# Goal of the exercise
Rewrite all of the lines below with their requests included, scaling every answer coordinate by 2.5. Round each result to a whole number, with halves rounding up.

# Rows
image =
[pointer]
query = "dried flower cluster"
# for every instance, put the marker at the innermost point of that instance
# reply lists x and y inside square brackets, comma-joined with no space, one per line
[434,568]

# Expected answer
image =
[pointer]
query = "dried flower cluster"
# for every instance, put the marker at the innermost point of that instance
# reply lists x and y inside square brackets, comma-joined with no space, one per line
[1085,1420]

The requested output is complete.